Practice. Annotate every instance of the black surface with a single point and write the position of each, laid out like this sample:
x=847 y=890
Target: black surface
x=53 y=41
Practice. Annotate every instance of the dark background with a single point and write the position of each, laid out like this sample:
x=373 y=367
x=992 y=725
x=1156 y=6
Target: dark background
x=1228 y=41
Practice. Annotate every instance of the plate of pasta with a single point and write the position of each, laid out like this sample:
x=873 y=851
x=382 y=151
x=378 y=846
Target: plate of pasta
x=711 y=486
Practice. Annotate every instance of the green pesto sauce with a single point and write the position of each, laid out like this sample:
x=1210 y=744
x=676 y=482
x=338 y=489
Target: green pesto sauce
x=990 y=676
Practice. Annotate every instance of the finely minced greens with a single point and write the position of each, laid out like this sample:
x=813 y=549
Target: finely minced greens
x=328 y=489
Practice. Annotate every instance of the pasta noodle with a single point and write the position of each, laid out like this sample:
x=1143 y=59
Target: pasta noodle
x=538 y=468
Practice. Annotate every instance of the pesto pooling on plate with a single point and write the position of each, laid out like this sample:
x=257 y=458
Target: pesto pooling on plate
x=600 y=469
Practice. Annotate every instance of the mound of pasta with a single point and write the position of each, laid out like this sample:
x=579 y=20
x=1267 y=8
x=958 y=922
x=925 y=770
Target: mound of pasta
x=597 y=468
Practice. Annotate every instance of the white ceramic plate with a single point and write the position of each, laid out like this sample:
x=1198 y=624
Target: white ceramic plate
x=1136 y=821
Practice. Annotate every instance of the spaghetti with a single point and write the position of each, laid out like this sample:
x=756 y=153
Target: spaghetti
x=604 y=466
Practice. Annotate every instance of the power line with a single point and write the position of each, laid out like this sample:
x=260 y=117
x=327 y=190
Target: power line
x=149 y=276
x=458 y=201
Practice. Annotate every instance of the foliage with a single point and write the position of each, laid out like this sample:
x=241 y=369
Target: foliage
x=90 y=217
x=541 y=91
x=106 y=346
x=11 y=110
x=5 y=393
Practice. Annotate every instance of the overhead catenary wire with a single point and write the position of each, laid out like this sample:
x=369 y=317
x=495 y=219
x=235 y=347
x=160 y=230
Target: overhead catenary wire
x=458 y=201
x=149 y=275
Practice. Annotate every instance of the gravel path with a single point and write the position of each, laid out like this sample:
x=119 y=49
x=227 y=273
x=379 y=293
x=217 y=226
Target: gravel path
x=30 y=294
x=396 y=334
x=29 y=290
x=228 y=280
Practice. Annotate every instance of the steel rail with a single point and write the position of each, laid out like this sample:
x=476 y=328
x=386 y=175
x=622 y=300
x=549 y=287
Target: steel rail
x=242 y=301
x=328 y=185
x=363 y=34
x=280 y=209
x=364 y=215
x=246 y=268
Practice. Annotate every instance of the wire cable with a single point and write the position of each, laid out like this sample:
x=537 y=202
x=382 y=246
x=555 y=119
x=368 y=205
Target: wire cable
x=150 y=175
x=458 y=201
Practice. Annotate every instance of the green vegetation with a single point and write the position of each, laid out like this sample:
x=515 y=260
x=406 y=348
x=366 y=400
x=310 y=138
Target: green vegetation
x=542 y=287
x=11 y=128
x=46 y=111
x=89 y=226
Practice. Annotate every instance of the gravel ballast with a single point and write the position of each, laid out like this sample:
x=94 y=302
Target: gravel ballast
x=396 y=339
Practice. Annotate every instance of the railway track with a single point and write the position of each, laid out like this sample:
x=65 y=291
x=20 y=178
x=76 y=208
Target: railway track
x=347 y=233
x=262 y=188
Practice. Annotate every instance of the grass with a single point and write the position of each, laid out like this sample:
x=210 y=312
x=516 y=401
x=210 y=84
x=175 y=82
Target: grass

# # # #

▸ The task
Reproduce all of the data above word for word, keeping every line and coordinate unchanged.

▸ Correct answer
Practice. Annotate every instance of the black surface with a single point and write the position of each, laid out like this sample:
x=847 y=890
Target: black surface
x=53 y=41
Practice. Annotate every instance of the dark background with a single point and write the position of each, laid out like this sample:
x=373 y=367
x=992 y=725
x=1156 y=6
Target: dark background
x=1228 y=41
Practice. Annotate every instance of the plate of pasta with a single point and write the position of each, laid out like this sample:
x=873 y=851
x=382 y=151
x=378 y=846
Target: plate of pasta
x=711 y=486
Practice. Annotate every instance of the green pesto sauce with a single point and write the position of each, laid out like this sample:
x=1210 y=744
x=676 y=482
x=338 y=489
Target: green pesto sauce
x=990 y=676
Practice. Annotate every instance of the finely minced greens with a single point and write the position of each, laid out like this sample:
x=813 y=549
Target: finely minced greens
x=328 y=489
Practice. Annotate every instance of the pasta noodle with a single point and write the position of each, laid out like this sample:
x=1143 y=59
Target: pasta noodle
x=538 y=468
Practice. Annotate every instance of the pesto pooling on plate with a single point and write the position of each, laid out like this sample:
x=257 y=458
Target: pesto pooling on plate
x=600 y=469
Practice. Annotate every instance of the mound of pasta with a single point and write the position of each, laid out like this sample:
x=579 y=20
x=1267 y=8
x=958 y=922
x=925 y=770
Target: mound of pasta
x=597 y=468
Practice. Annotate every instance of the white ceramic plate with a single point and write the position of each, laid out like this sample:
x=1198 y=624
Target: white ceramic plate
x=1136 y=821
Practice. Annotate every instance of the spaghetti with a single point and write the position of each, laid out like this sample:
x=756 y=153
Target: spaghetti
x=604 y=466
Practice. Annotate every instance of the power line with a single point and write the position of each, laid out like this sample:
x=260 y=117
x=327 y=190
Target: power line
x=149 y=276
x=458 y=201
Practice. Annotate every instance of the foliage with a single point and write the position of each, laid out like this sample:
x=241 y=369
Target: foliage
x=90 y=217
x=541 y=91
x=106 y=346
x=11 y=110
x=5 y=393
Practice. Annotate every instance of the overhead catenary wire with a single point and write the position of each, laid out like this sample:
x=369 y=317
x=495 y=219
x=235 y=347
x=160 y=230
Target: overhead catenary wire
x=458 y=201
x=149 y=275
Practice. Annotate every instance of the gravel path with a single point and write the position of each, laid out like this sample:
x=119 y=49
x=227 y=273
x=379 y=293
x=217 y=226
Target: gravel path
x=30 y=294
x=396 y=334
x=29 y=290
x=228 y=280
Practice. Annotate every instance of the steel rail with a single point and write the position of each, laid out like this sample:
x=476 y=328
x=386 y=175
x=622 y=300
x=549 y=287
Target: steel rail
x=242 y=301
x=328 y=185
x=363 y=34
x=280 y=209
x=364 y=215
x=246 y=268
Practice. Annotate every instance of the wire cable with a single point and write the position of each, laid out like this sample:
x=537 y=202
x=382 y=246
x=555 y=119
x=368 y=205
Target: wire cable
x=150 y=175
x=458 y=201
Practice. Annotate every instance of the green vegetation with a single point and write the position of each, laid out like this sample:
x=515 y=260
x=406 y=348
x=366 y=400
x=310 y=138
Target: green vegetation
x=542 y=287
x=11 y=128
x=46 y=111
x=89 y=226
Practice. Annotate every instance of the gravel ballast with a single point and write the position of each, laid out like this sample:
x=94 y=302
Target: gravel ballast
x=396 y=339
Practice. Annotate every instance of the railway track with a single point and write the position of each, laid out like this sample:
x=65 y=291
x=20 y=178
x=76 y=208
Target: railway track
x=347 y=233
x=262 y=188
Practice. Annotate every instance of the grass with a single point and write the position of each, laid out like this sample:
x=210 y=312
x=516 y=401
x=210 y=84
x=175 y=82
Target: grass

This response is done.